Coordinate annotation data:

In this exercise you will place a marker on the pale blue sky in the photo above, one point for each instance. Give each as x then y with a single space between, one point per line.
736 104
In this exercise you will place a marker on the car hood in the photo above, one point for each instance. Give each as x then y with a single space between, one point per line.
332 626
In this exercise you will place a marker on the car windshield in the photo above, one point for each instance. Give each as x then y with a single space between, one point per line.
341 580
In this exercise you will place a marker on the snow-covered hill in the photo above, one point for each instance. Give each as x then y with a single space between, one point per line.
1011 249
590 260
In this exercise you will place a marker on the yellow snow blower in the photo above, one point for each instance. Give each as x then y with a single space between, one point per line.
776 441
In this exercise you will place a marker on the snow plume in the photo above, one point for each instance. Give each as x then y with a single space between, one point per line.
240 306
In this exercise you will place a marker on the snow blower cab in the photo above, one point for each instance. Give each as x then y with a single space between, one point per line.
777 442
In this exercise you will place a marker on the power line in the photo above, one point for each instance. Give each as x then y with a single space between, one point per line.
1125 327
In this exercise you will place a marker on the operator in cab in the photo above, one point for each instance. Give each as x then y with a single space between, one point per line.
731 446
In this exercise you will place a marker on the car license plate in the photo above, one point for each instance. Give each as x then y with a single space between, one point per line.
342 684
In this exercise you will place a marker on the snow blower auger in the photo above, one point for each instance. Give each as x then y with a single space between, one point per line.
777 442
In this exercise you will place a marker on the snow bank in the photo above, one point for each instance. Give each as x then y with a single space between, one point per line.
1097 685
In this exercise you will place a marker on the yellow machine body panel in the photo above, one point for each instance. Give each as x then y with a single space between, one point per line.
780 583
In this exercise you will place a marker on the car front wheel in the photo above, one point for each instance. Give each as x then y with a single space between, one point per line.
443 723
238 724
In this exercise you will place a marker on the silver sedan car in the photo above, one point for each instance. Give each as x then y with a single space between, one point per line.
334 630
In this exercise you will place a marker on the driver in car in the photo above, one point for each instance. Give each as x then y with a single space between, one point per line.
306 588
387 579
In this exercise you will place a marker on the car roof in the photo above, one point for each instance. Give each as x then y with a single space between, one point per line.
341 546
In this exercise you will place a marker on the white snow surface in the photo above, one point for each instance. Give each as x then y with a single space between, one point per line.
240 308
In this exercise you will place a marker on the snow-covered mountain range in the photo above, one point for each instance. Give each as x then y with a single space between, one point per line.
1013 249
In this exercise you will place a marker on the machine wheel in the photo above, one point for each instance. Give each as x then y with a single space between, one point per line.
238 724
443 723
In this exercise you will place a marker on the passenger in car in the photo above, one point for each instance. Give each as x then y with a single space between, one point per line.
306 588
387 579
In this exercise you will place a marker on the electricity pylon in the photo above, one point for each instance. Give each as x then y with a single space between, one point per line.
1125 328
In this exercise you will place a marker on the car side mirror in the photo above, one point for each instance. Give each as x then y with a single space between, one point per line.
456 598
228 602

- **DIRECTIONS**
Lay out all of the data above as a two-column CSV with the headers instruction and points, one row for each instruction and its points. Wrap every value in double quotes and replace line breaks with spaces.

- **WRITTEN ANSWER**
instruction,points
"In this exercise you will place a marker on the pale blue sky in the photo above, one point for each instance. Give each as x then y with a single space between, one point per line.","736 104"
"In this exercise you will place a marker on the car hood in the photo above, one point for each instance. Give each as x then y with a single space between, one point per line.","332 626"
"In this exercise you will place a marker on the car windshield in the photo above, one point for each instance. Give each as x then y with a single space between, one point per line.","341 580"
"In this exercise you will place a marker on the snow-covered hill in the photo above, one point for each instance. Give each as x then y with a single space between, one point per line.","1011 249 590 260"
"In this exercise you will place a marker on the yellow snow blower in the photo above, one point for each instance. Give each as x then y with a single space between, one point per line.","776 441"
"In this exercise you will place a marker on the snow plume in the photo above, one point for each instance. Give each as x then y with a single space between, one point per line.","240 306"
"In this exercise you will place a marker on the snow blower cab in the photo above, one point for each instance. Give each as x then y with a single space between, one point per line.","777 442"
"In this exercise you will place a marker on the power line in the photo above, one point for each instance. Give each as x then y with a single space between, one point per line.","1125 327"
"In this exercise you will place a marker on the operator in cab in the photo above, one point for each instance. Give each as x then y with a single space between, one point per line.","731 446"
"In this exercise you will place a marker on the car license plate in the photo above, one point for each instance. Give each as x then y with a single space between, one point per line.","342 684"
"In this exercise you will place a marker on the snow blower auger in the photo above, one point for each instance. Give each as x then y with a single space between, one point per line.","777 442"
"In this exercise you will place a marker on the snow bank in the photo above, one point for each instance. Give each as x then y with a single space between, one point per line.","1097 685"
"In this exercise you will place a marker on the yellow machine body panel in the photo above, one point for each instance. Give each as x then y with a single space between, one point per line.","780 583"
"In this exercise you will place a marker on the car front wheel in the photo above, one point for each instance. Give each as x then y with a single space between, one point per line.","443 723 238 724"
"In this exercise you will place a marker on the silver sedan car in the photo above, one point for each instance. Give each as x then y with a single space between, one point per line.","334 630"
"In this exercise you will place a marker on the driver in car in the photo above, one point for each instance. Give each as x then y with a single space between, one point per line.","306 588 387 579"
"In this exercise you will place a marker on the car roof in the photo above, one point for each instance. Give each as x then y with a single space between, one point per line.","341 546"
"In this exercise you will place a marker on the white snow surface in the photo above, one point for each instance. Give each as x then y with a single space between, one point per line.","240 308"
"In this exercise you will place a marker on the snow-covered mountain range in the photo above, one point for each instance. Give each as x then y with a single space between, one point per line.","1013 249"
"In this exercise you will place a marker on the machine wheel in the photo above, one point for each instance. Give each as x then y with a single space between, one point per line.","238 724 443 723"
"In this exercise you will place a marker on the passenger in car in the photo above, one point for each instance. Give each as x then y with a single space between, one point per line.","306 588 387 579"
"In this exercise you will place a marker on the electricity pylon in the photo above, one point for each instance. Give each as x then y with a single space between, one point per line.","1125 328"
"In this exercise you will place a marker on the car side mirror in the photo above, one point for each instance. Give each as x then y with a single space between, one point per line.","456 598 228 602"